═════ EXTRACTED MATERIAL
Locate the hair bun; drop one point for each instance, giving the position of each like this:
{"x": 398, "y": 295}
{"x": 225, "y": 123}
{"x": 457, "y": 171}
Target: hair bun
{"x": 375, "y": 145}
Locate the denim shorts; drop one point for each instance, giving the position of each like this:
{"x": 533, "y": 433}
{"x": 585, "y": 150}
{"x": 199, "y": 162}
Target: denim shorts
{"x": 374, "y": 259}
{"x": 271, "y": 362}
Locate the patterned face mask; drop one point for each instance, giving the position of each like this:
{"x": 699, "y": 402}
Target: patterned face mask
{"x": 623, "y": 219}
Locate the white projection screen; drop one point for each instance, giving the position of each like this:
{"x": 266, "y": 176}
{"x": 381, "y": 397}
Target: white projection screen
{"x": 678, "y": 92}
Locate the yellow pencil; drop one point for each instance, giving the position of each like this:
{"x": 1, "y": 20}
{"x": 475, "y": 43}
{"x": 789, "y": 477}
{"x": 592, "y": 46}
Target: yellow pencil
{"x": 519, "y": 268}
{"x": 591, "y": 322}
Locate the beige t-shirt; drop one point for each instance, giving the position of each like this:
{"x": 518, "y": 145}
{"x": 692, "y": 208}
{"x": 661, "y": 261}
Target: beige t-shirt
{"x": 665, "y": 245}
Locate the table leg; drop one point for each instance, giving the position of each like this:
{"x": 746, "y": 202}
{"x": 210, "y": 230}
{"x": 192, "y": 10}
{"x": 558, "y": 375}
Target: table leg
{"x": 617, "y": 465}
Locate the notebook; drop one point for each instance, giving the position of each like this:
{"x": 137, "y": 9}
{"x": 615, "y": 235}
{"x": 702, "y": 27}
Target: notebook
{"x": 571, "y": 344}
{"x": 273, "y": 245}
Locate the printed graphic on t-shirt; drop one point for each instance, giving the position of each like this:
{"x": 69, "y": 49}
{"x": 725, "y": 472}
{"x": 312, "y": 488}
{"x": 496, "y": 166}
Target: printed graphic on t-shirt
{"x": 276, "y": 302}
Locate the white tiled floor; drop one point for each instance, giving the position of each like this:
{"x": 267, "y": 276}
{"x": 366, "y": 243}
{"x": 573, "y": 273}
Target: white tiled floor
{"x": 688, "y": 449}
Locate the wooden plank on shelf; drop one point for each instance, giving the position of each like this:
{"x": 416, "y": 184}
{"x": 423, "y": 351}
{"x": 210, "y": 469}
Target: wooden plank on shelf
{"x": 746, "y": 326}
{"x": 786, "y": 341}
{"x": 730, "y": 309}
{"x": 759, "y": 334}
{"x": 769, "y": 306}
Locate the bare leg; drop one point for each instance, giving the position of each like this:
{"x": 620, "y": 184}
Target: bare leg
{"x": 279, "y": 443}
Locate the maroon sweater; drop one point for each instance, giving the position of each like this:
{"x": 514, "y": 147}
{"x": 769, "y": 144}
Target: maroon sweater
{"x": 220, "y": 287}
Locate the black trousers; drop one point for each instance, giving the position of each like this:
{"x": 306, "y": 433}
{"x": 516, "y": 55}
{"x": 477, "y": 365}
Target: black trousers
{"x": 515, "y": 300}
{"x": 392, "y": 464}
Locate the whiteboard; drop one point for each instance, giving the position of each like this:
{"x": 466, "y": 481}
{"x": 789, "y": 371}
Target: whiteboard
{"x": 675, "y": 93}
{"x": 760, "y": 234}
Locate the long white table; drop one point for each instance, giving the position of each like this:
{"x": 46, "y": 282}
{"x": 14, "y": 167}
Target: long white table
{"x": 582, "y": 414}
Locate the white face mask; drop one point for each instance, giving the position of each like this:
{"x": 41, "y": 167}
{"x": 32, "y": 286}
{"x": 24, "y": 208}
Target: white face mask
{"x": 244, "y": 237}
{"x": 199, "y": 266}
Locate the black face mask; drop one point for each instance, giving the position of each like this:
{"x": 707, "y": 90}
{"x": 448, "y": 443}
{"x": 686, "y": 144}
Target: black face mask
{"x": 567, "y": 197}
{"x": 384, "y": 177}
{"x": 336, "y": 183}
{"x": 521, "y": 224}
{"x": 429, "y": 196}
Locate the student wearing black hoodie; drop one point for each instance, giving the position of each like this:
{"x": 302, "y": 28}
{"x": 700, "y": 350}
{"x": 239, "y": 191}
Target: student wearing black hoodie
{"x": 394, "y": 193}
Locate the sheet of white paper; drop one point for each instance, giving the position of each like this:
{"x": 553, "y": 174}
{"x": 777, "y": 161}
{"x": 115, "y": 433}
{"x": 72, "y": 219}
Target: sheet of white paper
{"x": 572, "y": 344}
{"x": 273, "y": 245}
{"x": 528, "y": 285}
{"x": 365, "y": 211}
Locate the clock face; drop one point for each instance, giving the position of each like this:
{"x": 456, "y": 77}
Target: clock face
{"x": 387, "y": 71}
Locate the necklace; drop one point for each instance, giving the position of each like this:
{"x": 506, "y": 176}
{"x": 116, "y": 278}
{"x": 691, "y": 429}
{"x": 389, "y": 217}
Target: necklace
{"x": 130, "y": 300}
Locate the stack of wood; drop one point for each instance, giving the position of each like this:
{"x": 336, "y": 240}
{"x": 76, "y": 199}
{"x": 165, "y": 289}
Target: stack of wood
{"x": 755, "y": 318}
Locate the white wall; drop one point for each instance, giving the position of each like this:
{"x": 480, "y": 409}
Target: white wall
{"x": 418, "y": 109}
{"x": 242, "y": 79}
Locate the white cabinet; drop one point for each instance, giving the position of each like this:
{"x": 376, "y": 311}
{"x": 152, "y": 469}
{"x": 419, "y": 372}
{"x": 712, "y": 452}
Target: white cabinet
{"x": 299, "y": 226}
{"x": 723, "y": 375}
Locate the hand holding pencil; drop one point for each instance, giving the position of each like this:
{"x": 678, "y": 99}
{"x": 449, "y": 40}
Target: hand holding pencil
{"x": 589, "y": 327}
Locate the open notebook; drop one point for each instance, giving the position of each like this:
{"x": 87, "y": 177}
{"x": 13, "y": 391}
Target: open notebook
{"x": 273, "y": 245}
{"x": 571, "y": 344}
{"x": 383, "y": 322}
══════════
═════ EXTRACTED MATERIAL
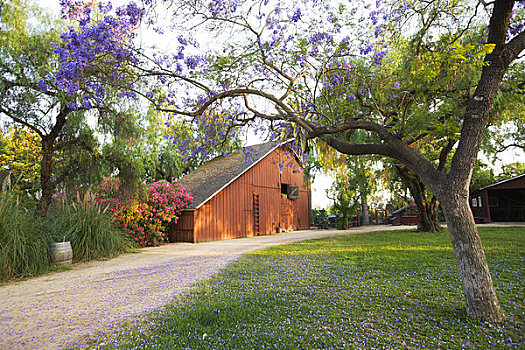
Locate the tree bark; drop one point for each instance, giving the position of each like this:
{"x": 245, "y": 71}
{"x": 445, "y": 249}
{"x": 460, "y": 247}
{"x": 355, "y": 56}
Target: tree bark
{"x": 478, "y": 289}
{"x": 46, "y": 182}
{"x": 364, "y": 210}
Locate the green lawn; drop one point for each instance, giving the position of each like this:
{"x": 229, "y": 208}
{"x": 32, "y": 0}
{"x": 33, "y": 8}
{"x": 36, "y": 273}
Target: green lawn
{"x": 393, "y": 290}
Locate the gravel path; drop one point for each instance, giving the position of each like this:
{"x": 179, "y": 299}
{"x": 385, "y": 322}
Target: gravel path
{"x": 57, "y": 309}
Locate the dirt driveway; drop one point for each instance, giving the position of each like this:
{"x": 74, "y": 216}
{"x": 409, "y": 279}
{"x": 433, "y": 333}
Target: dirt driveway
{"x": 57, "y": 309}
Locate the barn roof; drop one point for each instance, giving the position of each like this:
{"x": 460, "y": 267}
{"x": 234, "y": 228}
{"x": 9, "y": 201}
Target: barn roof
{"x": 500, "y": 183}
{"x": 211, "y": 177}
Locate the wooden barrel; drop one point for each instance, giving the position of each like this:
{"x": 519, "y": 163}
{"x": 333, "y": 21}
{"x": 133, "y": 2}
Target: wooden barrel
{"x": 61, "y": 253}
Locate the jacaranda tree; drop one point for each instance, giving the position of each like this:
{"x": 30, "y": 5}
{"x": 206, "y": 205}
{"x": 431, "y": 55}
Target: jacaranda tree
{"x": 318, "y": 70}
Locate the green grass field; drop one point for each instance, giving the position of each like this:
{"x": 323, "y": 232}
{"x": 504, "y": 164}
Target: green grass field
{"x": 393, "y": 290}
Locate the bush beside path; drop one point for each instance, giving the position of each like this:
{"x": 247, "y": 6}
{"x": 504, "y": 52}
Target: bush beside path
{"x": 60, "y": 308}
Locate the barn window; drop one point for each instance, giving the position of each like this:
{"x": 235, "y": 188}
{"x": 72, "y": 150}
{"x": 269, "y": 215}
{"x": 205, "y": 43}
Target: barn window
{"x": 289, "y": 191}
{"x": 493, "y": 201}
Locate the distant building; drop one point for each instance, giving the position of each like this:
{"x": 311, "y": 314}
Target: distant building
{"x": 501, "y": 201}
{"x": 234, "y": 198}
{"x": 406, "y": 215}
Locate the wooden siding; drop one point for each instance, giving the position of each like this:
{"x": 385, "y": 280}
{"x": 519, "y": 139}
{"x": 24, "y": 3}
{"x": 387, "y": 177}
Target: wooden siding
══════════
■ **WHAT NEEDS TO BE DONE**:
Please identify every line in the records above that contains the word "floor", and copy each of those lines in full.

■ **SOLUTION**:
Locate the white tiled floor; drop one point for each instance, giving the position of each like this:
Target: white tiled floor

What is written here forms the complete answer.